- **Task requirements**
Recast the data as a JSON list of strings with one string per line, leaving out blank lines. Include only the lines from the start of the data through the line containing "M 160 362 L 158 375 L 188 375 L 187 362 Z".

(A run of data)
********

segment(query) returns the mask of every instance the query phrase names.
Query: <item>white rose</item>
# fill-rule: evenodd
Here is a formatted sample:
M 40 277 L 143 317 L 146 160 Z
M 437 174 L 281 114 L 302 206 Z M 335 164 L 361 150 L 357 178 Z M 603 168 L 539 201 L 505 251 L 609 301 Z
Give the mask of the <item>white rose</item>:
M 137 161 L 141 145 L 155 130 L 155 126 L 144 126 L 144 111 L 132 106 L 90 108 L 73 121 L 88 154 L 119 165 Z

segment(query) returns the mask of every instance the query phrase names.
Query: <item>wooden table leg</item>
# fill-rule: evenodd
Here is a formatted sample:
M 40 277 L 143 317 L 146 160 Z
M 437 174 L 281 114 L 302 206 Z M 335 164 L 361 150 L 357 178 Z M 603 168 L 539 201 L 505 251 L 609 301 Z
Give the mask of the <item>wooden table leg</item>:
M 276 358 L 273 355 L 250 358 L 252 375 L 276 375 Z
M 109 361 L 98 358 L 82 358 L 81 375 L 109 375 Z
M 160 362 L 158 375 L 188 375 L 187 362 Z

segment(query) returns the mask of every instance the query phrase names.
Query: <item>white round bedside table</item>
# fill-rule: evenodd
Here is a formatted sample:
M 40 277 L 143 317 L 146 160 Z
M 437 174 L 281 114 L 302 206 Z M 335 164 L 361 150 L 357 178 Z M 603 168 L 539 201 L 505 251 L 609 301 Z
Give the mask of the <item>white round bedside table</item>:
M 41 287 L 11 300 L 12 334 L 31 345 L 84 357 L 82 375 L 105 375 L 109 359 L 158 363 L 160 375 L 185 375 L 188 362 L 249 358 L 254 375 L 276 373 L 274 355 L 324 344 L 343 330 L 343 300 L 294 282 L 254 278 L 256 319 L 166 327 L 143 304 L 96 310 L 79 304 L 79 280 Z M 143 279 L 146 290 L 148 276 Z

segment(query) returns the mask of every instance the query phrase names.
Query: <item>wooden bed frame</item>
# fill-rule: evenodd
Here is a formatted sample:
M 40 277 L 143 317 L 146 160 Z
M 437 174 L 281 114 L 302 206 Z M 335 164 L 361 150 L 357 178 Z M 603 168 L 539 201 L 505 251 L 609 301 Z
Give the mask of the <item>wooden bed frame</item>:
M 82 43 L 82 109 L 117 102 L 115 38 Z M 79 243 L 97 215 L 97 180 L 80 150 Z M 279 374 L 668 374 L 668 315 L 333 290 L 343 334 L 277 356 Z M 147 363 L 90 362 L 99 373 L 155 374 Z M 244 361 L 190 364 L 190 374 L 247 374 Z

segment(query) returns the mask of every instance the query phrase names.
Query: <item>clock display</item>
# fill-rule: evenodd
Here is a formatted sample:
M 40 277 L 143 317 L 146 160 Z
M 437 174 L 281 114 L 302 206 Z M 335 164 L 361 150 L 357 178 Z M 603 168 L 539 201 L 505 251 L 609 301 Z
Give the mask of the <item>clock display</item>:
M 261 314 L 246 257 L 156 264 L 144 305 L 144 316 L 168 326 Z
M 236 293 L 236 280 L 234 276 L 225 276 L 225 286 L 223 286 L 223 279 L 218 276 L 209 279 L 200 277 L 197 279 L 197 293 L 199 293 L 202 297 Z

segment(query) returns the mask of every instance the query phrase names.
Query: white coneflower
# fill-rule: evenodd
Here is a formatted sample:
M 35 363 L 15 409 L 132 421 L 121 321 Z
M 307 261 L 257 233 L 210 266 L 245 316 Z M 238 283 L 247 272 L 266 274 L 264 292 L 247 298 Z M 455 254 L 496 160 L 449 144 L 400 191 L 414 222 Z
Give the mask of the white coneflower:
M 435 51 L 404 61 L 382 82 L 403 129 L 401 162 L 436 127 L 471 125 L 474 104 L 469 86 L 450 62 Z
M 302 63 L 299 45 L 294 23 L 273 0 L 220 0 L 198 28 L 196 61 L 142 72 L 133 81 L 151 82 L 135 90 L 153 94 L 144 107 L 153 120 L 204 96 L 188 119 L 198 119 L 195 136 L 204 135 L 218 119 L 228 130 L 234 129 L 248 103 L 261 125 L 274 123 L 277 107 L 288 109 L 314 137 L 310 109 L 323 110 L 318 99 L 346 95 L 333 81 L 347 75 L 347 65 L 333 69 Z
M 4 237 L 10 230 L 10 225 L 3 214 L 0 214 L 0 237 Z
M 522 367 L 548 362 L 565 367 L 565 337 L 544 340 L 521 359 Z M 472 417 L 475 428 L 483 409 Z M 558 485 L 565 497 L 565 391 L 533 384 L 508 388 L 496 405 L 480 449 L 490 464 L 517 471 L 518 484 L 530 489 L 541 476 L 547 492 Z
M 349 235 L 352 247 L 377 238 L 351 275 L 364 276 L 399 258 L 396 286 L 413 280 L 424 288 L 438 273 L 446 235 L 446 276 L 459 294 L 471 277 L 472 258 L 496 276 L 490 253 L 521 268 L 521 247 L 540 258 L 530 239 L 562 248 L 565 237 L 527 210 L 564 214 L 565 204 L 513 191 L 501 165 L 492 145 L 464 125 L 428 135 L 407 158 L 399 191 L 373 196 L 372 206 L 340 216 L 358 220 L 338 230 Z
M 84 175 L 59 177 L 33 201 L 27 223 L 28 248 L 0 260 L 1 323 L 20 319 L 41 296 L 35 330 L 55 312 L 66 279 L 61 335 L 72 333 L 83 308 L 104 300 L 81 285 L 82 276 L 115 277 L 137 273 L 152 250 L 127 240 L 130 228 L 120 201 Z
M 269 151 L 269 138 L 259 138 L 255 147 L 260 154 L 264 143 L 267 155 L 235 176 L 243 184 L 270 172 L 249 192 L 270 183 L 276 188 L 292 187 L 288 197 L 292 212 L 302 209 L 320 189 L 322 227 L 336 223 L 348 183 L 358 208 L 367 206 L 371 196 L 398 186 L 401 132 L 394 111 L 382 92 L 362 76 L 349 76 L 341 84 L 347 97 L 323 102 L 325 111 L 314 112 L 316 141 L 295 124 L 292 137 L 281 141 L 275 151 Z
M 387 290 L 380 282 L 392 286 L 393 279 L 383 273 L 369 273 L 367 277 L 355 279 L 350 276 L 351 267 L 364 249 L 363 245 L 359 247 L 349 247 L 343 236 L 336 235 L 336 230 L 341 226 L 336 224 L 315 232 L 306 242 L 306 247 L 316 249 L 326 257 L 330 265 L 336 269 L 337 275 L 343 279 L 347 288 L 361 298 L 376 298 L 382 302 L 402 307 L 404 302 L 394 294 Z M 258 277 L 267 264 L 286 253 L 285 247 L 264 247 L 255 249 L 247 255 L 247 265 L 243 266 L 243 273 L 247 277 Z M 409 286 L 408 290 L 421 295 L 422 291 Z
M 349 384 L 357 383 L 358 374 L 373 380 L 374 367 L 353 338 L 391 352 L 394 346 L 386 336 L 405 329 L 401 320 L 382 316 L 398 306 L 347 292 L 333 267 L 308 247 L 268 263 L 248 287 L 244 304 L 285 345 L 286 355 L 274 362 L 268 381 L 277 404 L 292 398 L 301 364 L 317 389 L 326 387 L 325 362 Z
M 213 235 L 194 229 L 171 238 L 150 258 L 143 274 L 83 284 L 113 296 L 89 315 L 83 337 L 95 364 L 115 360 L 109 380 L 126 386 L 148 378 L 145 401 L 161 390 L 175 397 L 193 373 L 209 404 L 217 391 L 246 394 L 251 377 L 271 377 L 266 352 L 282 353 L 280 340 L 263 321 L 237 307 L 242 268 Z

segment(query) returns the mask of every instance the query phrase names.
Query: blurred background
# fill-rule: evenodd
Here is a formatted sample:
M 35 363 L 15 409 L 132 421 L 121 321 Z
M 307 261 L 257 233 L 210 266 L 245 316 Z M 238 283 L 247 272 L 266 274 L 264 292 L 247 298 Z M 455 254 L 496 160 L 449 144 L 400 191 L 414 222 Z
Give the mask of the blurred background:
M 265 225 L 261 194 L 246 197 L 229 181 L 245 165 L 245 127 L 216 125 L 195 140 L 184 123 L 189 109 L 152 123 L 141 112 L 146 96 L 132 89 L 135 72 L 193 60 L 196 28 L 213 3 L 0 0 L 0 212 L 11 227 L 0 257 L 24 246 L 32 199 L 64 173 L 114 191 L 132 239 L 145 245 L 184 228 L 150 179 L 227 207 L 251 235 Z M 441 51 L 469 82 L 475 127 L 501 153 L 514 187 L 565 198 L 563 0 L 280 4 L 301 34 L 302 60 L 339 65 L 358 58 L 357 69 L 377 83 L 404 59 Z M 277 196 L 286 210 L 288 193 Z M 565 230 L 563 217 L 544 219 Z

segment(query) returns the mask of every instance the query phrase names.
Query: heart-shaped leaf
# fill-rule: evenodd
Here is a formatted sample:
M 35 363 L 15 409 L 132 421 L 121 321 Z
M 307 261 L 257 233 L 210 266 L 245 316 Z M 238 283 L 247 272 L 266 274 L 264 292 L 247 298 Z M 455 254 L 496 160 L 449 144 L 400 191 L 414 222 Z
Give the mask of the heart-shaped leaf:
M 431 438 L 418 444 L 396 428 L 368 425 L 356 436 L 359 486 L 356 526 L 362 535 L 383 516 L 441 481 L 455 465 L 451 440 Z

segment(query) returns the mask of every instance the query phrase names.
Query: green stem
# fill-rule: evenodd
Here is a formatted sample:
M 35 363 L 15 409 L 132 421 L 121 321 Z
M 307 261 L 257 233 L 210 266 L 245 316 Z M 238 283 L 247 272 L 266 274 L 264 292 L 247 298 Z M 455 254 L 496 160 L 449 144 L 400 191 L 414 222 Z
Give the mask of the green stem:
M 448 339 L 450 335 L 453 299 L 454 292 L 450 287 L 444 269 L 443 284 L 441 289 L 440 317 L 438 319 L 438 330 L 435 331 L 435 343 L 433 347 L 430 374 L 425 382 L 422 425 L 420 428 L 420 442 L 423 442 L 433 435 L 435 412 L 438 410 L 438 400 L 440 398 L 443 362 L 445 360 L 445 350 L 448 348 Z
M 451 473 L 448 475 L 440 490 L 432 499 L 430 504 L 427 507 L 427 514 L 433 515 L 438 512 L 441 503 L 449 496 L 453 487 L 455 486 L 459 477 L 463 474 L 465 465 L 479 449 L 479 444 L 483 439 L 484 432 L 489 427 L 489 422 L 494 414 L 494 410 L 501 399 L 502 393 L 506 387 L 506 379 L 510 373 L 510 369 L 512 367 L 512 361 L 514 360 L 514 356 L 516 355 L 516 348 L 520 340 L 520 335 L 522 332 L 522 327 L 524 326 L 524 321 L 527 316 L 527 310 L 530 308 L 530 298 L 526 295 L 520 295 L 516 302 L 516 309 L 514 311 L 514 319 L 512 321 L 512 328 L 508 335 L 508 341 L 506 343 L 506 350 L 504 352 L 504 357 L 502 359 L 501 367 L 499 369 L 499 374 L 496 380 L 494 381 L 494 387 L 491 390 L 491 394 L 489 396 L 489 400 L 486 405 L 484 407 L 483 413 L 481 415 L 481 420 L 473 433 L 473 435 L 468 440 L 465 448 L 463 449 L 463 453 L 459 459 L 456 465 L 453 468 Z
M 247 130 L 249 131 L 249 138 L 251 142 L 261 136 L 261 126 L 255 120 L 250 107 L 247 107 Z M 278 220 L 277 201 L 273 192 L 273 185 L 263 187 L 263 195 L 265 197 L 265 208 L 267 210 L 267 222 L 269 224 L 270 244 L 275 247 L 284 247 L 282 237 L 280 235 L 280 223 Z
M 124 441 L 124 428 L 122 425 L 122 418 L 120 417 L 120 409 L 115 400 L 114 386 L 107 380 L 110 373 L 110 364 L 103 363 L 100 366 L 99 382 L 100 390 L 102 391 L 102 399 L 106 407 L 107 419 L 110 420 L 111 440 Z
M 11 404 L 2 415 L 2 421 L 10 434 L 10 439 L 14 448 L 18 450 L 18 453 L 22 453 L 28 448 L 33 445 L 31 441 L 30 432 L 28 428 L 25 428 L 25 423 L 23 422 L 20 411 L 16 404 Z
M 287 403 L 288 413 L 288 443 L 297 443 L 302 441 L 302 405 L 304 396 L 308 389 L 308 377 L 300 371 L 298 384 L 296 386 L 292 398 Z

********

- **Response below**
[
  "segment(query) returns the mask of every instance the query phrase names.",
  "Query: <item>white rose</item>",
  "# fill-rule: evenodd",
  "Here is a formatted sample:",
  "M 40 277 L 143 317 L 146 160 Z",
  "M 437 174 L 281 114 L 302 206 Z M 335 164 L 361 150 L 357 178 Z M 603 168 L 539 201 L 505 251 L 609 301 Z",
  "Give the mask of the <item>white rose</item>:",
  "M 137 161 L 141 145 L 155 130 L 155 126 L 144 126 L 144 111 L 132 106 L 90 108 L 73 121 L 88 154 L 119 165 Z",
  "segment(query) returns the mask of every instance the query phrase names.",
  "Query: <item>wooden table leg</item>",
  "# fill-rule: evenodd",
  "Here is a formatted sample:",
  "M 40 277 L 143 317 L 146 160 Z",
  "M 437 174 L 281 114 L 302 206 Z M 335 164 L 361 150 L 357 178 Z M 603 168 L 539 201 L 505 251 L 609 301 Z",
  "Give the mask of the <item>wooden table leg</item>:",
  "M 276 358 L 273 355 L 250 358 L 252 375 L 276 375 Z",
  "M 109 361 L 98 358 L 82 358 L 81 375 L 109 375 Z",
  "M 160 362 L 158 375 L 188 375 L 187 362 Z"
]